*AIM*: Recast the data in the stretch that begins with the line containing "Provide one point per instance of the wrinkled" and ends with the line containing "[(40, 508), (503, 452), (414, 627)]" as a two-column CSV headed input and output, one row per text with its answer beside it. Quote every field and turn line breaks into spaces.

*EXTRACTED DATA*:

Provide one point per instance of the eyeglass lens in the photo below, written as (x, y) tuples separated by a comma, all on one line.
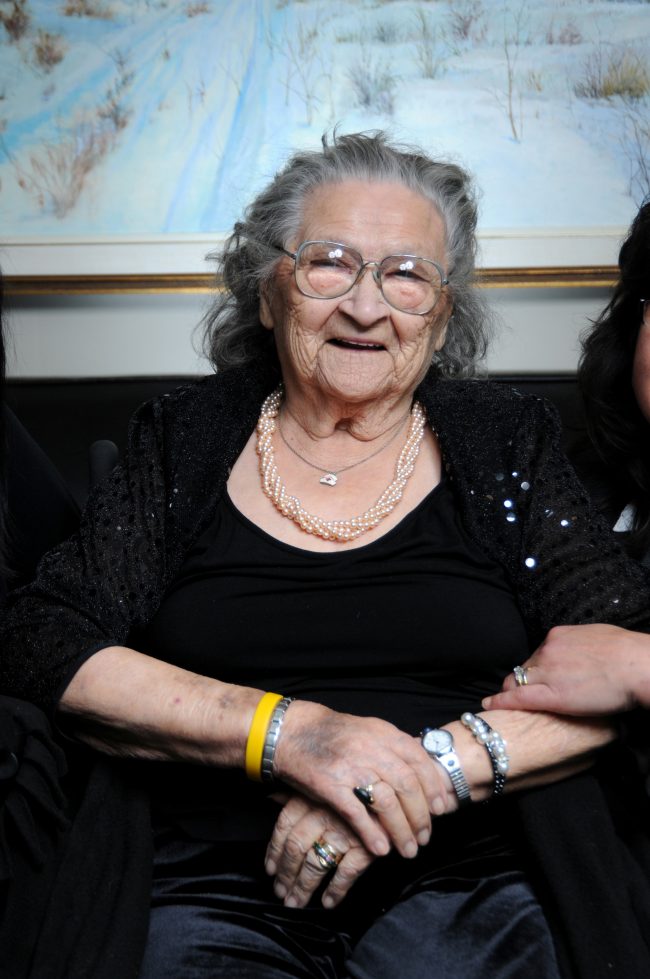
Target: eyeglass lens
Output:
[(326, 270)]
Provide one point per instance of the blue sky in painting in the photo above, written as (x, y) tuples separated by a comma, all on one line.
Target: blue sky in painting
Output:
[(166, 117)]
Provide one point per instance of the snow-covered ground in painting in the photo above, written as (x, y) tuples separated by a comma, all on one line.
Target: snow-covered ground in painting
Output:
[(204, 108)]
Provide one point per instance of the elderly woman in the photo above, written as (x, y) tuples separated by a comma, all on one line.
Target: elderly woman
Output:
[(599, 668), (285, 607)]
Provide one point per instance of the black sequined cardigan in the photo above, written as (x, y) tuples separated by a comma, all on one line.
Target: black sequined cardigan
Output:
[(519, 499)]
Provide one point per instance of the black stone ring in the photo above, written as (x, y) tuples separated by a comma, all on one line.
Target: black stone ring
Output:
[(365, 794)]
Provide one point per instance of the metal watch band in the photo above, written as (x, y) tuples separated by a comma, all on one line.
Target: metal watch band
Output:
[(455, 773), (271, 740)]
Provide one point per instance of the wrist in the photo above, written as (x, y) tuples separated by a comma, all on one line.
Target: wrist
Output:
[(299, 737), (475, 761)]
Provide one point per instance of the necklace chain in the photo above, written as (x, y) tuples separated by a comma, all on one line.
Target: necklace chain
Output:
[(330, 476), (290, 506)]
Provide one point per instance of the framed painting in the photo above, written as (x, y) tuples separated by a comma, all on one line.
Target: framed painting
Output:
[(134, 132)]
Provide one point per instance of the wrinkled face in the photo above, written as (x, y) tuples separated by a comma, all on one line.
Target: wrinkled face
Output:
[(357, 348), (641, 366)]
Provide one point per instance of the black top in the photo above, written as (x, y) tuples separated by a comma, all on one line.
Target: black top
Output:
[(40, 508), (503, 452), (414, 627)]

...

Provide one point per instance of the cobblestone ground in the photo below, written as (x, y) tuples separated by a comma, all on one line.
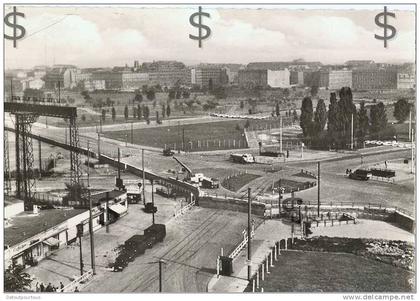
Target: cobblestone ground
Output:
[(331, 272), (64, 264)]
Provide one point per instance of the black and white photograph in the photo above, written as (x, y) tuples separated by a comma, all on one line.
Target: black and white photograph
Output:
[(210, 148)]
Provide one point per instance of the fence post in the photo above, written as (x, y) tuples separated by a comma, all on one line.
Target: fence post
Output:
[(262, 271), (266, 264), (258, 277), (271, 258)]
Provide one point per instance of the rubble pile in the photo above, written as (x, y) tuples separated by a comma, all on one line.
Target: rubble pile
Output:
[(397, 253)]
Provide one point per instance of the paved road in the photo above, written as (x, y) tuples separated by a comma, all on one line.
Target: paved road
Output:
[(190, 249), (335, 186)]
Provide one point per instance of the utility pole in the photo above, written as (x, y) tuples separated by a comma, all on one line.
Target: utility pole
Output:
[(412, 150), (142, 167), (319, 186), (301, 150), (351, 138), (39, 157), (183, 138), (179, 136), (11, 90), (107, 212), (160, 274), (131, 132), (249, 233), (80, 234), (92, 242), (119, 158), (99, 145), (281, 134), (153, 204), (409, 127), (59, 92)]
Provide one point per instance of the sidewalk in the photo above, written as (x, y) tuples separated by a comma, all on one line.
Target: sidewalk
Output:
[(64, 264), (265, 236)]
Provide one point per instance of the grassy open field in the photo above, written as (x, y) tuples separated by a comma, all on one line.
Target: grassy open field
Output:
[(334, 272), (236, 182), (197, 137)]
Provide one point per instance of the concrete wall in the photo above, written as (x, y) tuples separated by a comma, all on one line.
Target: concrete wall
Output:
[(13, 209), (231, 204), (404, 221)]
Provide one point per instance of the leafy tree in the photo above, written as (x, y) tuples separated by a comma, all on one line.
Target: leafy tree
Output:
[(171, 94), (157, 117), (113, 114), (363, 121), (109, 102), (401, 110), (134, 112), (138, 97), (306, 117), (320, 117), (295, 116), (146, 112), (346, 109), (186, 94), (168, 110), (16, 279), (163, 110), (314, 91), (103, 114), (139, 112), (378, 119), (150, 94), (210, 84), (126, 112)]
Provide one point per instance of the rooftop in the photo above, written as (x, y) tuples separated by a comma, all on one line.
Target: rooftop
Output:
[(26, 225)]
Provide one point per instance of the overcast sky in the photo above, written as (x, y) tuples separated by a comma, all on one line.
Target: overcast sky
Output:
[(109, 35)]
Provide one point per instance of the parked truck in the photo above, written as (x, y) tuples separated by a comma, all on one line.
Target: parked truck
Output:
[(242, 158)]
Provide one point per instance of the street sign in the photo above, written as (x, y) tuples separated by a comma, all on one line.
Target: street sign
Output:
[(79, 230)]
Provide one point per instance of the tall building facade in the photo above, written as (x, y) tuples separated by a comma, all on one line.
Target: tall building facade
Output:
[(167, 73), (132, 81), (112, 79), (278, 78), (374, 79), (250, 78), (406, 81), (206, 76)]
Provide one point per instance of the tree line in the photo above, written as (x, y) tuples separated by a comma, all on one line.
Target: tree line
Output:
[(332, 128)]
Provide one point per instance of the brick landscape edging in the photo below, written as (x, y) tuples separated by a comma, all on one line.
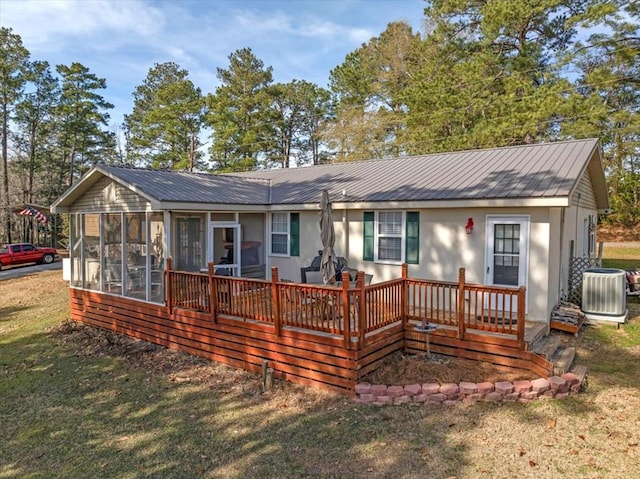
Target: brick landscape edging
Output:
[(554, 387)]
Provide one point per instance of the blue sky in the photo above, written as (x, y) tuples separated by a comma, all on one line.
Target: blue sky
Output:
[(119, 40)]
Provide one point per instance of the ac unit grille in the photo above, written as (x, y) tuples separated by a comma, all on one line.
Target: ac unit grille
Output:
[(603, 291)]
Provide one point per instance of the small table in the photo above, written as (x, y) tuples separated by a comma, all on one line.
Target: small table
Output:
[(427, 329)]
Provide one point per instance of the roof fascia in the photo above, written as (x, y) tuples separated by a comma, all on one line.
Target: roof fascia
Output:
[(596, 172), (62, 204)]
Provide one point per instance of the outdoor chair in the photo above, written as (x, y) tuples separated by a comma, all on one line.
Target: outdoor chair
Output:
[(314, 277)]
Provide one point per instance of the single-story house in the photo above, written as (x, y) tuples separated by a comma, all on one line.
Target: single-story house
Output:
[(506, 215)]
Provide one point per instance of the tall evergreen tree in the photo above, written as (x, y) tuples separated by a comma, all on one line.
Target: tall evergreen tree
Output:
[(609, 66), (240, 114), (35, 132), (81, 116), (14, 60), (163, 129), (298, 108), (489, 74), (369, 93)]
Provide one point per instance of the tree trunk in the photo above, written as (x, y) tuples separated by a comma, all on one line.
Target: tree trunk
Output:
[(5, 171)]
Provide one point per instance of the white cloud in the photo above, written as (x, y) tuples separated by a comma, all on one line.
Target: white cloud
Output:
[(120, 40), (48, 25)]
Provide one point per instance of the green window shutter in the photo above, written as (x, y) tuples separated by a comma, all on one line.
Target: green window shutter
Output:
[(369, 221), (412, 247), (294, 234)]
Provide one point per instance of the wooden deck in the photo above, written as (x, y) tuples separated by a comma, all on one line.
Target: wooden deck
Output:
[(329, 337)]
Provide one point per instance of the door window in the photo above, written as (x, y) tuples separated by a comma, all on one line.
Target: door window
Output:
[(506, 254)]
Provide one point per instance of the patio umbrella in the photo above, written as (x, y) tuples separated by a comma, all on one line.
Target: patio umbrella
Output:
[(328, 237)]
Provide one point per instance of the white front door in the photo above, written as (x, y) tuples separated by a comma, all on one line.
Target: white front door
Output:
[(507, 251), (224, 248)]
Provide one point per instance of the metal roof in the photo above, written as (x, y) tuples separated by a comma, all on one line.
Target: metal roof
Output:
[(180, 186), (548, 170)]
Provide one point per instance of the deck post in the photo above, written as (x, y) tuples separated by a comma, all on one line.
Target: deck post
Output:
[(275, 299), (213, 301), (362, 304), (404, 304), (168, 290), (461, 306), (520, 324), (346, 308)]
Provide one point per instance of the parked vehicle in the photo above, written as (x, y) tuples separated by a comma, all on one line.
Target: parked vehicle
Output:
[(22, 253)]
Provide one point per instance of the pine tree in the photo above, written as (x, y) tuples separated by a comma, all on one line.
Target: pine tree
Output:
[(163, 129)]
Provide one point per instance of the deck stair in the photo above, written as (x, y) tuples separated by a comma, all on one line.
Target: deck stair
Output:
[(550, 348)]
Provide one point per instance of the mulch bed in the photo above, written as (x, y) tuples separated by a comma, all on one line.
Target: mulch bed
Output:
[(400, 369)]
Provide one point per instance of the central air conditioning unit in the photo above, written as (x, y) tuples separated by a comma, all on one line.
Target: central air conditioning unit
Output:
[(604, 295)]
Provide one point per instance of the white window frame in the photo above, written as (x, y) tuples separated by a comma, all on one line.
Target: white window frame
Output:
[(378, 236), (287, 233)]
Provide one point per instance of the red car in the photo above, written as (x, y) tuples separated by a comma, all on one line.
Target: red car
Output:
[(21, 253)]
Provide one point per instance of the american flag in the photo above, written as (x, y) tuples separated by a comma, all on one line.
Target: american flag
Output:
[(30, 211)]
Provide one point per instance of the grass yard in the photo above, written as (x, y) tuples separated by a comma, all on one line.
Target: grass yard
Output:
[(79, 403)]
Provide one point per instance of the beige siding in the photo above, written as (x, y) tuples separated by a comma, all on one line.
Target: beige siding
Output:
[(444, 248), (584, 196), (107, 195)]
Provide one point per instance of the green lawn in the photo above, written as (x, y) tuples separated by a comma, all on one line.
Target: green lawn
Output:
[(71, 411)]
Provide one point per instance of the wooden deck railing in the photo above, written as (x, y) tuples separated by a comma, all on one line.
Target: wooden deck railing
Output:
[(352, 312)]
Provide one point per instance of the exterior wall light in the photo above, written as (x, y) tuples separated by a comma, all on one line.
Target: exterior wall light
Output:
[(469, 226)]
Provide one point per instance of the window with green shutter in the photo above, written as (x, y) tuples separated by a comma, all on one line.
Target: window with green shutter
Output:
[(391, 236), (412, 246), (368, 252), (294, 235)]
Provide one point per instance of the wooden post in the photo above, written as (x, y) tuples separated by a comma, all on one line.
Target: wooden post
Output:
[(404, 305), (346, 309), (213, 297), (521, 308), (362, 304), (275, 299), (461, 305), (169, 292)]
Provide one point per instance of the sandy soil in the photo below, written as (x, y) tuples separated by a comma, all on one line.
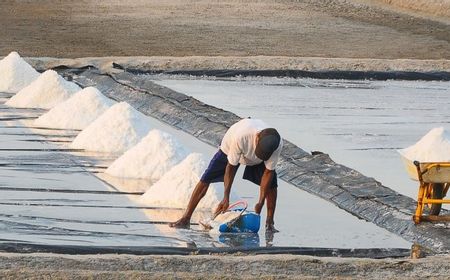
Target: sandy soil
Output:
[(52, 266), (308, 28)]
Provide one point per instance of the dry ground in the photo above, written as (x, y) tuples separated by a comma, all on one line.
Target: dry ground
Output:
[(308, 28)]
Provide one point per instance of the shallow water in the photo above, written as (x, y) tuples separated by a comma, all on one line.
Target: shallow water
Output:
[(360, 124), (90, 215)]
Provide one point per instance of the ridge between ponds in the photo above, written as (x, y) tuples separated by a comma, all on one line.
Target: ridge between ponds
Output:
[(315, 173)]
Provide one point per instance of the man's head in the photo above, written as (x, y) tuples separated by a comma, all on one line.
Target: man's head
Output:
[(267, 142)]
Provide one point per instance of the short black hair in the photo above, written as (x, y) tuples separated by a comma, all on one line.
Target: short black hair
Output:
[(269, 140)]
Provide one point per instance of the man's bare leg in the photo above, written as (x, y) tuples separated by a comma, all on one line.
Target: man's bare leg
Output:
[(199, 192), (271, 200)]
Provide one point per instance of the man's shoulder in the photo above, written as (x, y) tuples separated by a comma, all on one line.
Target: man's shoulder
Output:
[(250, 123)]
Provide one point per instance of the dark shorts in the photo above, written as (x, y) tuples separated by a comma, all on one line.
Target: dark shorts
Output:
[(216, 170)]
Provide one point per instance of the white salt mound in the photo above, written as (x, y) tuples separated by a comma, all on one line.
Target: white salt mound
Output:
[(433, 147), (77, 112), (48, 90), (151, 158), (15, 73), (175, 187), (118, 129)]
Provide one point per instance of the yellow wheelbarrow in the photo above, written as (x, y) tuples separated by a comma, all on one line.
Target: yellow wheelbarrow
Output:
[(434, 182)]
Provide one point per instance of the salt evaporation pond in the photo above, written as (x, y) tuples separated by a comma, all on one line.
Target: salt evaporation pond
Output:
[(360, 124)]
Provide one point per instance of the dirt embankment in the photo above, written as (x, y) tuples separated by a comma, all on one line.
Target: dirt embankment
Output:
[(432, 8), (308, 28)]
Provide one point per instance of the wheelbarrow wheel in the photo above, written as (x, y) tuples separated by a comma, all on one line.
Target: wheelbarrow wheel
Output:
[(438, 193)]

*OUTPUT BELOW*:
input,output
"Provide one point per instance of the wrinkled face in the photo above, written as (x, y) tuples separated by a comma, all on one line. Target: wrinkled face Output:","[(357, 348), (641, 366)]"
"Provide one point per instance of the black top in the photo above, written as (x, y) tuples separated by a comma, all on one line. Target: black top Output:","[(40, 508), (503, 452), (414, 627)]"